◆ **WHAT IS EXPECTED**
Which lines in the listing below contain the string "stone"? Gather every one of them, treating uppercase and lowercase as different.

◆ **STORED RECORDS**
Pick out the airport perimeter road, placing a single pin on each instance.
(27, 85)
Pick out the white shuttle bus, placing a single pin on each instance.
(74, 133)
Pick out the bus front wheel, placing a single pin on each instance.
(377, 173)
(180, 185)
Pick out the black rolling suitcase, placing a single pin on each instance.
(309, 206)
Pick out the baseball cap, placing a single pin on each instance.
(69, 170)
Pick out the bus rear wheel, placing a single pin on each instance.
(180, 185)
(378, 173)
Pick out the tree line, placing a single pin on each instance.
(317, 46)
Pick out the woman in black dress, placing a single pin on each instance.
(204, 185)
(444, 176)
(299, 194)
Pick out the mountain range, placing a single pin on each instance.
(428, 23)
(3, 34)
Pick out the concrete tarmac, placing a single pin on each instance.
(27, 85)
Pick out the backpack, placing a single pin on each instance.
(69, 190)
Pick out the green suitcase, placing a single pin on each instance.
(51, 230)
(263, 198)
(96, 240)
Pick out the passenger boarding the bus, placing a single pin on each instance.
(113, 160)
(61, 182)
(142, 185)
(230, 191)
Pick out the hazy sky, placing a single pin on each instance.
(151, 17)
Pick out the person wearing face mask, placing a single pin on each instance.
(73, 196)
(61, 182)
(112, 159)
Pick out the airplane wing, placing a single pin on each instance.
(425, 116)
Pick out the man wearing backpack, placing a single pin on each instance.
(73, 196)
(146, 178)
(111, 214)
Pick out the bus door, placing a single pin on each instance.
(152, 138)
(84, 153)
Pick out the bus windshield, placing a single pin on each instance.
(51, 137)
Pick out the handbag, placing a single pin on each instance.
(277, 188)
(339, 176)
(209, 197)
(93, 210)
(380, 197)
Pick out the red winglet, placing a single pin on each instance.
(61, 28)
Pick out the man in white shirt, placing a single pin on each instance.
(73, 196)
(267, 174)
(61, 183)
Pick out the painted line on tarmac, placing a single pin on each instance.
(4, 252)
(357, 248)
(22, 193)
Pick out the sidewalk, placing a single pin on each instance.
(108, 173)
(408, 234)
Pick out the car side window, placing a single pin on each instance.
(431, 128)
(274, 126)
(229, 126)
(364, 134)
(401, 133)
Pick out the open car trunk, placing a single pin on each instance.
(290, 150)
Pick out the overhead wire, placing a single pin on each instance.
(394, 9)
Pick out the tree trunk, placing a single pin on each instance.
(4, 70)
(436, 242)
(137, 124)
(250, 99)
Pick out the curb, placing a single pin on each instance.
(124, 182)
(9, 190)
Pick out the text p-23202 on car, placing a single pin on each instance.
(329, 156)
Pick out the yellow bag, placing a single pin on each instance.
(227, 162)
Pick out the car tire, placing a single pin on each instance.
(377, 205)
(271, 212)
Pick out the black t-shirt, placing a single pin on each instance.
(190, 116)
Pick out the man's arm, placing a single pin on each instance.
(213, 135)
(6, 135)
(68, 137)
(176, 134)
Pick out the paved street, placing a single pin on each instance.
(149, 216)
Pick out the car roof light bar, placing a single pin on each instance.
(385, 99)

* * *

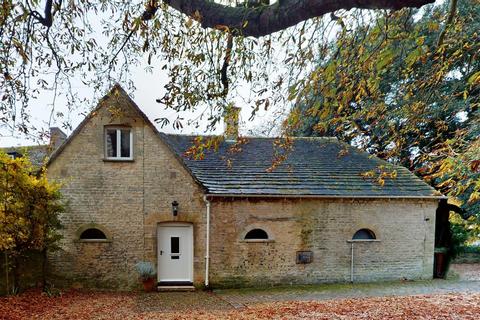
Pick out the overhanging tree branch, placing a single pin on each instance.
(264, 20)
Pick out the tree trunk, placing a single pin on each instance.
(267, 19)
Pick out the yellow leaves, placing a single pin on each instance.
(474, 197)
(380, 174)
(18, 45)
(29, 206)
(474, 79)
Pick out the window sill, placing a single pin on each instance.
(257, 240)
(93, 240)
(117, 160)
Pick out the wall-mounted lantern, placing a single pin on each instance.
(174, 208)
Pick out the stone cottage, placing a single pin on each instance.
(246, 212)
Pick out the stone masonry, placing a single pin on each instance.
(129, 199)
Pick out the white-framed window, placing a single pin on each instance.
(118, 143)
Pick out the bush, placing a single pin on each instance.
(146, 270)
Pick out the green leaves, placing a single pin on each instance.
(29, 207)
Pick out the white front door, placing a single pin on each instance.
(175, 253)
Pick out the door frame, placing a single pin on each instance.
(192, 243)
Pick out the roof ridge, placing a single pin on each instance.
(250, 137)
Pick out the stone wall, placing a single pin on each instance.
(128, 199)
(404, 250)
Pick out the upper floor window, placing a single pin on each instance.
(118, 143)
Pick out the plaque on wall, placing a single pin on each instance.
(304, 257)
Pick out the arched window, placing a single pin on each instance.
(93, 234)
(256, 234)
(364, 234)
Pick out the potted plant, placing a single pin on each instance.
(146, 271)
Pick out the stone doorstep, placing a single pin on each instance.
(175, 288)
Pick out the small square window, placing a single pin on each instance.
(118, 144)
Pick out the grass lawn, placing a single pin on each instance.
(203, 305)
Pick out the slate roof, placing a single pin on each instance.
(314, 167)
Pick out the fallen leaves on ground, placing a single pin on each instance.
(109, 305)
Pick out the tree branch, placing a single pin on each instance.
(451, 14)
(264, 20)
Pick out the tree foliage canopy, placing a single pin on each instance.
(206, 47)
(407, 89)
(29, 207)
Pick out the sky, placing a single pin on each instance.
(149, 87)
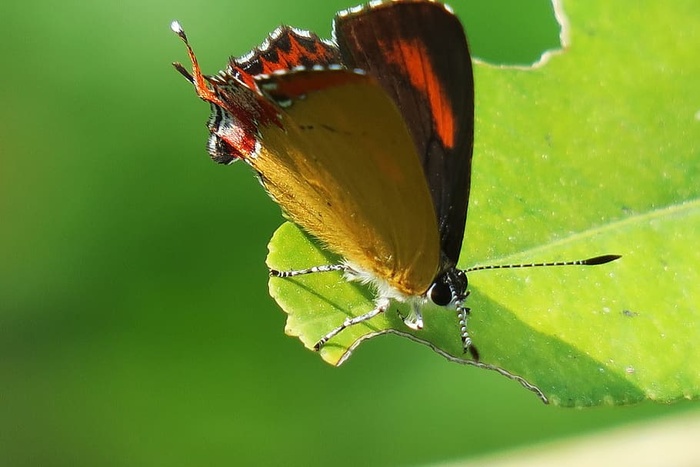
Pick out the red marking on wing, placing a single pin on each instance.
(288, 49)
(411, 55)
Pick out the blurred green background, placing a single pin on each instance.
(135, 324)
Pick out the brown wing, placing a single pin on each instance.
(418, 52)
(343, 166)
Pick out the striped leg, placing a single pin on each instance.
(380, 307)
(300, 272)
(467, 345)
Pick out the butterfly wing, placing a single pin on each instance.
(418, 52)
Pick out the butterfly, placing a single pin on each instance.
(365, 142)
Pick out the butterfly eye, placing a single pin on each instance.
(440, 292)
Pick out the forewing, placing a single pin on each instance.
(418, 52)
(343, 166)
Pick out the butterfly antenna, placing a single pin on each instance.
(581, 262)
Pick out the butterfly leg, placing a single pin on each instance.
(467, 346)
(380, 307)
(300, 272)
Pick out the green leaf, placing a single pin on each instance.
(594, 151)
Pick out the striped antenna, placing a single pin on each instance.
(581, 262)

◆ **WRITTEN ANSWER**
Pick out the stone cottage, placing a single pin on each instance.
Pick out the stone masonry, placing a single pin on each instance.
Pick out the stone wall, placing a single pin on each instance.
Pick out the stone doorstep, placing a single pin on each instance.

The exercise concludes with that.